-- START Page extract --
Pope, William D - 1900 United States Federal Census

William was an enumerator for the 1900 US Federal Census for Scott Township. His handwriting was neat and readable.

Not only was he a successful farmer, but during his lifetime William was a member of the Mason’s Rising Sun Lodge No. 8 in Bourbon County. Was he a pillar of the community? No one knows, but given how well he managed his farm and took care of his children and his wife, he would have been judged to be a success.

 

I’ve Been Workin’ on the Railroad

Lola with Mildred

Lola with Mildred

Within two years after the birth of their first daughter Mildred, the young Ferguson family moved to Sedalia, Missouri. While in Sedalia, Tom took a job with the U.S. Postal Service as a railway mail clerk. This job provided a good middle class income for the family that would see them safely through the Great Depression of the 1930s. His route went from Sedalia, Missouri to Parsons, Kansas. While in Sedalia, their second daughter Dorothy, was born May 2, 1908. Clyde followed shortly being born on May 7, 1910.

In June of 1911 the family moved to Webster Groves, Missouri. Tom was transferred to St. Louis where he worked on the St. Louis to Sedalia line. Mary Elizabeth Baker, Tom’s mother, lived with the family in Sedalia and moved to Webster Groves with them. She stayed until the early 1920s when she moved back to Fort Scott, Kansas. Russ was born December 12, 1912 and Mary was born June 13, 1915.

Railway postal clerks spent long periods of time away from home. They loaded the mail onto the car, sorted, cancelled, and filled sacks with the mail for delivery to post offices across the U. S. The postal rail car, officially known as the Railway Post Office (RPO) car, located behind the locomotive, was in a precarious position in the event of an accident. In early days they were made of wood making the cars vulnerable to fire. Because postal rail cars carried mail containing money, jewels, and other valuables, they were often the focus of robberies. I’m sure Tom carried a shotgun with him while working. Railroad postal clerks were looked upon as the elite of the postal service and Tom Ferguson was one of them.
-- END Page extract --
-- START Entries supplied --
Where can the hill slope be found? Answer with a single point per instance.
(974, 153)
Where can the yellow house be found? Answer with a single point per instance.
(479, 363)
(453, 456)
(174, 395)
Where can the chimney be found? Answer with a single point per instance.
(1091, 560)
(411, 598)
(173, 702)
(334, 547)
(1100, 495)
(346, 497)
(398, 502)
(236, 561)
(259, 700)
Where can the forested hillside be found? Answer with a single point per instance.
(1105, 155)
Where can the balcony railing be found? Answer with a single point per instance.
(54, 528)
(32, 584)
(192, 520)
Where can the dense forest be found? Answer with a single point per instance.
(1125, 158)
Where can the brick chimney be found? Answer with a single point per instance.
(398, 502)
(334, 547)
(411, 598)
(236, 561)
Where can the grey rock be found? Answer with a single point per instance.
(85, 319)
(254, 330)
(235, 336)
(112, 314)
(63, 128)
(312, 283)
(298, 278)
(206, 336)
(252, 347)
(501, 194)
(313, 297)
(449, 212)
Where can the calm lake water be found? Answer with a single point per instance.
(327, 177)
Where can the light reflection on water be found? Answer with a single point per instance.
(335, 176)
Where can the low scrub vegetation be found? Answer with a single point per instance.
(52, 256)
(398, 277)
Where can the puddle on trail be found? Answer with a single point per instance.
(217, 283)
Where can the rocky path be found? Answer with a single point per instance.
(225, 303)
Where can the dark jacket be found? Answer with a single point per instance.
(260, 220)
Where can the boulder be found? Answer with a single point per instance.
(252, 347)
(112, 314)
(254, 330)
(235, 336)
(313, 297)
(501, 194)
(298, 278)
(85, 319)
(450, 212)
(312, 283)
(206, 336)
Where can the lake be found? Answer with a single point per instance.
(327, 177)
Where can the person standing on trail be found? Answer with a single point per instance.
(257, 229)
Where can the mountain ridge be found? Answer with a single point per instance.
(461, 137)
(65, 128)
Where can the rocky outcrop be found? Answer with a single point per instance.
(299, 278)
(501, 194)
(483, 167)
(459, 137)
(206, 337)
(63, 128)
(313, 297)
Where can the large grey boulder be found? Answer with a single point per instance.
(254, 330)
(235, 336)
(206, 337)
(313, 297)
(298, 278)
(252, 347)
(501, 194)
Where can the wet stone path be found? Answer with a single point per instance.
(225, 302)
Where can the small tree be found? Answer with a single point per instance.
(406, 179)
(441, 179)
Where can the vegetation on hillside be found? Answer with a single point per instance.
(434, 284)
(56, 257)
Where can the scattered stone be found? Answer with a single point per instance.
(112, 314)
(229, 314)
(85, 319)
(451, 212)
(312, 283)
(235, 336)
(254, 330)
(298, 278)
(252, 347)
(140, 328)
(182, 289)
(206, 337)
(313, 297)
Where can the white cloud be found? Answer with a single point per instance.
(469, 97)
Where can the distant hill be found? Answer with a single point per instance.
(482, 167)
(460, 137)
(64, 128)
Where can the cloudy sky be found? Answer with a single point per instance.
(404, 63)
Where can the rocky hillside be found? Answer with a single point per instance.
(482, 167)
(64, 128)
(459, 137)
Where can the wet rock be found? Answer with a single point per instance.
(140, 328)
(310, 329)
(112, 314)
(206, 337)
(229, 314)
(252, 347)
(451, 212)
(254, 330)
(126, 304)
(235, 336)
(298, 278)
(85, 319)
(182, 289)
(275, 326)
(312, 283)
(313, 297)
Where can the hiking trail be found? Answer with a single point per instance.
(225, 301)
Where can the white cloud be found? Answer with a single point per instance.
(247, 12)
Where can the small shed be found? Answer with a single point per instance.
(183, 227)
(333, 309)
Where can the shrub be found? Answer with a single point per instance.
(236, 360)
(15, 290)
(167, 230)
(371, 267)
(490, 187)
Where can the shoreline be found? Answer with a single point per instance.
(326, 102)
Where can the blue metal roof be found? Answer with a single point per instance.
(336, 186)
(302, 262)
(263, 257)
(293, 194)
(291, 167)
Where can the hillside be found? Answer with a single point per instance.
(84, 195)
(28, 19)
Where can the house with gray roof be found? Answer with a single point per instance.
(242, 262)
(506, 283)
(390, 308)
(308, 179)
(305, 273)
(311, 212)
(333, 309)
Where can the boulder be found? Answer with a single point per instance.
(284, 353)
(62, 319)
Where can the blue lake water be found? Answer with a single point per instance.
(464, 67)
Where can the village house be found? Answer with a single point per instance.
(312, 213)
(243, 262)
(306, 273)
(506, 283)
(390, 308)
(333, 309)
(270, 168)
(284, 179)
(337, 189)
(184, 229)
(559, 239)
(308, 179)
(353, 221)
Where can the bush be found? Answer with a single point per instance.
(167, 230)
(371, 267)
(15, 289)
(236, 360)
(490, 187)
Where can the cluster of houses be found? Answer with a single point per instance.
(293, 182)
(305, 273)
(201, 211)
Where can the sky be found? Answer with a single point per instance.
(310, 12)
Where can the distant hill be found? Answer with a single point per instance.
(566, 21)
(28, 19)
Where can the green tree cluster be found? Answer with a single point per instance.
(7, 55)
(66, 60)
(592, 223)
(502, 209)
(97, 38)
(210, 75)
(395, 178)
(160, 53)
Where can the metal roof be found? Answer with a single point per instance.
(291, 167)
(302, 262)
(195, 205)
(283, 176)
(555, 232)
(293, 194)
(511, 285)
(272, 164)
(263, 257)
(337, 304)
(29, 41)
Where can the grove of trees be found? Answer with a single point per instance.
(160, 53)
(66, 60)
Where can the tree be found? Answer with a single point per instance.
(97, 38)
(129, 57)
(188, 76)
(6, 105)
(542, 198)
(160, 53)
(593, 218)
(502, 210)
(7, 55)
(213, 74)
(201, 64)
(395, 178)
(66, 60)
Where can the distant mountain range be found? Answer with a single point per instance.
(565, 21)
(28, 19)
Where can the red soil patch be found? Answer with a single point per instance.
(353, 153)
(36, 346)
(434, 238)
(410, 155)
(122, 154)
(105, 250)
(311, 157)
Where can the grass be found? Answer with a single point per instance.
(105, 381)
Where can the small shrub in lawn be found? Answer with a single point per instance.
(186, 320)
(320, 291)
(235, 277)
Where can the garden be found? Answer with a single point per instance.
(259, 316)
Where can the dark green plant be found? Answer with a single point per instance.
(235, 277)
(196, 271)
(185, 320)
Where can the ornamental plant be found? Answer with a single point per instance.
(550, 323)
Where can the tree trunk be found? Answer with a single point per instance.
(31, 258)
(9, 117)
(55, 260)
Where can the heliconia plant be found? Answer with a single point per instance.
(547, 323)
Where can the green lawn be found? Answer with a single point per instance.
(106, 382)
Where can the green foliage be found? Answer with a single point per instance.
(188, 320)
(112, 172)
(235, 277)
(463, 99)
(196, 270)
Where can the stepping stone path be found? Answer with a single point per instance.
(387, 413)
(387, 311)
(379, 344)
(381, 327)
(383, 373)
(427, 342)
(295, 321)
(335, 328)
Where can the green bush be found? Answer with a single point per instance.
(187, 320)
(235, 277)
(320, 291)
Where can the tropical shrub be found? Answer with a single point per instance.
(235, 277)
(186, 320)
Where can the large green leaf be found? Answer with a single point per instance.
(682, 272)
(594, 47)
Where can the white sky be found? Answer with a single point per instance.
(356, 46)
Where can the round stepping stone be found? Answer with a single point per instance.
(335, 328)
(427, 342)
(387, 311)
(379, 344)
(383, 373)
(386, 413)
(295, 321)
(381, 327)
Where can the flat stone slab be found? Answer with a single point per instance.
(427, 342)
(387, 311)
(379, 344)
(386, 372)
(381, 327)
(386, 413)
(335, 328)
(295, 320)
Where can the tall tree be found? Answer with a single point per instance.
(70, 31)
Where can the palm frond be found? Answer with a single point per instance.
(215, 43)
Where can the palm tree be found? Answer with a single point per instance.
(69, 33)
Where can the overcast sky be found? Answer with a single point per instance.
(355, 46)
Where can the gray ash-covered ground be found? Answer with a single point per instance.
-- END Entries supplied --
• **Your tasks**:
1: Rewrite the paragraph of the family history beginning "In June of 1911" as a brief bulleted list that keeps its main facts.
2: Print the passage of the family history from "Not only was" up to and including "be a success.".
The entries have no connection to the family history.

• **Written answers**:
1:
- June 1911: the family moved to Webster Groves, Missouri.
- Tom was transferred to St. Louis and worked the St. Louis to Sedalia line.
- Tom's mother, Mary Elizabeth Baker, had lived with the family in Sedalia and moved with them. She stayed until the early 1920s, then returned to Fort Scott, Kansas.
- Russ was born December 12, 1912.
- Mary was born June 13, 1915.

2:
Not only was he a successful farmer, but during his lifetime William was a member of the Mason’s Rising Sun Lodge No. 8 in Bourbon County. Was he a pillar of the community? No one knows, but given how well he managed his farm and took care of his children and his wife, he would have been judged to be a success.